• [Instructions for the task]: Transcribe all the records exactly and omit any images they hold.

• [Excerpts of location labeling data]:
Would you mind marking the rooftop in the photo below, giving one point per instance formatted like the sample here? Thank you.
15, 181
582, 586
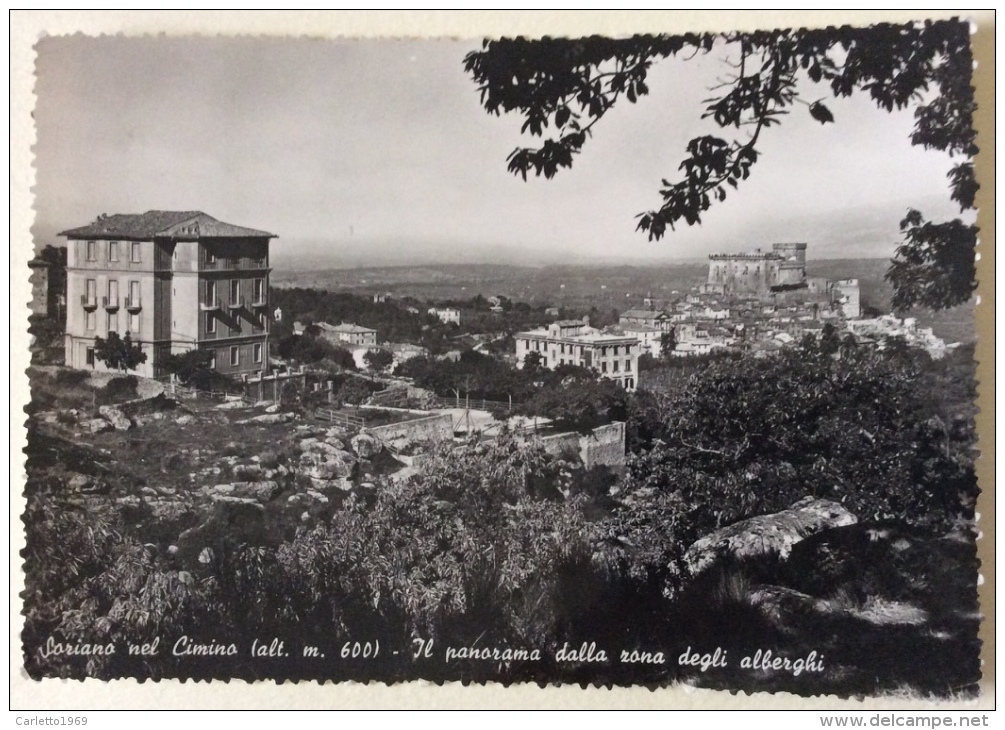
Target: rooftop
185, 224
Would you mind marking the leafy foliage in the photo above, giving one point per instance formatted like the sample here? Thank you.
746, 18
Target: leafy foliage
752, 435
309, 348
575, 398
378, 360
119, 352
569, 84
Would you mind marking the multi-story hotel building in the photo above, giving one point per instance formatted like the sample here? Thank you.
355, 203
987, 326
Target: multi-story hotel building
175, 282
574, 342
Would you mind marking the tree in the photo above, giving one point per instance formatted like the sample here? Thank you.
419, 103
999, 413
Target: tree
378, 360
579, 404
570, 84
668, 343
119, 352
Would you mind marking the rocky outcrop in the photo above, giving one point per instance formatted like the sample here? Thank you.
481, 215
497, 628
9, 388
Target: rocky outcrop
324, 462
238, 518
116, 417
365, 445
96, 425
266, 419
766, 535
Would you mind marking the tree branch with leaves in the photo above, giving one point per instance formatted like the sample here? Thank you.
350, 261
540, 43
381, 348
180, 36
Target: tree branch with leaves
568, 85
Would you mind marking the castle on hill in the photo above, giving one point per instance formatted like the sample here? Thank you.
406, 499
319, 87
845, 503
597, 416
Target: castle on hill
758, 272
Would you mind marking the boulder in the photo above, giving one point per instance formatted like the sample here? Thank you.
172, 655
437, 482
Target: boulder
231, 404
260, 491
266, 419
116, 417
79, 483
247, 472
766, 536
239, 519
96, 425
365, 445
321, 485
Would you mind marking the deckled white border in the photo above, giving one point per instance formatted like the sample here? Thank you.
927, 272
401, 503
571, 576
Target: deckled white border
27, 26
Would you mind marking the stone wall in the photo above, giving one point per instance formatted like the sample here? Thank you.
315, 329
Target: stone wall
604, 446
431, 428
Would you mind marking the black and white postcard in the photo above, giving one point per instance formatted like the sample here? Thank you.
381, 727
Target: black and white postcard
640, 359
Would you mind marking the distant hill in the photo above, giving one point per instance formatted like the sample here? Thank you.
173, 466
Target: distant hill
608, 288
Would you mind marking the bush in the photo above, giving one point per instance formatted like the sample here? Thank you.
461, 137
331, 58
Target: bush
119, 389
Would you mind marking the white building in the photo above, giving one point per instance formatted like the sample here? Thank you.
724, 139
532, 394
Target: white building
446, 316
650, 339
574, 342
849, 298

• [Exercise result]:
Would you mind marking the rooftop in the photo below, giving one point per instance formatted like the sample here? Thank you.
15, 181
582, 586
Target: rooftop
185, 224
Would you mind marking the leafy foliage in the photo above, giving one point per instance formatted like the sample here? Thank you.
746, 18
Target: leafy foliage
752, 435
309, 348
575, 398
378, 360
119, 352
569, 84
Would you mind marking the multi-story hotel building in the photo above, giving one point per instance formatted like the sample here? Thank you.
355, 203
987, 326
Target: multi-story hotel building
175, 282
574, 342
Would you mind marking the tree in the photo above, giving one point per instance formatted like the sample here? Thank you.
419, 103
999, 413
Target: tree
378, 360
579, 404
570, 84
668, 343
119, 352
Would you mind marking the rocky outcrop in the photo above, giving one point per instance formatted like the sample here? Thank you.
481, 215
497, 628
9, 388
Target: rocky outcrop
324, 462
238, 518
116, 417
365, 445
96, 425
266, 419
766, 535
Would you mind marking the tree branch with leaves in the photo above, giving one point per instance formatted like the sample here? Thank you.
350, 261
540, 43
381, 348
180, 36
Target: tree branch with leaves
568, 85
Would you mind marking the castle on hill in the photo above, giving one point per instance formatted like the sample here? Thank you.
406, 499
319, 87
845, 503
597, 416
Target: castle on hill
758, 272
Would you mind marking the boulder in the photo above, giving one point per instance formatted like the sample here? Thank you.
172, 655
437, 482
Target: boulder
231, 404
260, 491
266, 419
116, 417
79, 483
247, 472
766, 536
239, 519
96, 425
365, 445
321, 485
Would you mind marking the deckled white border in the photo above, giving one point per instance formatted like the sample here? Thank you.
927, 272
401, 503
571, 576
Target: deckled white border
27, 26
Would you mind marking the stone wall in the photo above, giving one point per instance formatted like the sample here? Thank you.
315, 329
Target: stone wall
604, 446
431, 428
Would you mind marking the black and white postcard in the photo above, giving one point per instance formatted like the sample here? Thank you.
381, 727
Target: black and white postcard
640, 359
Would you mind marking the distant hill in the photo above, giving one point per instance formatted like the sample here? Thank you.
173, 466
Target: distant hill
608, 288
Would you mind marking the bush in the photo above, giving one point per instance formatted like the sample here? Thank you.
461, 137
331, 58
Target: bush
119, 389
Would you mind marking the white building in the photo above, giving one point per instance formatted like the sample here? Thank you.
724, 139
532, 394
Target: white building
446, 316
650, 339
574, 342
849, 298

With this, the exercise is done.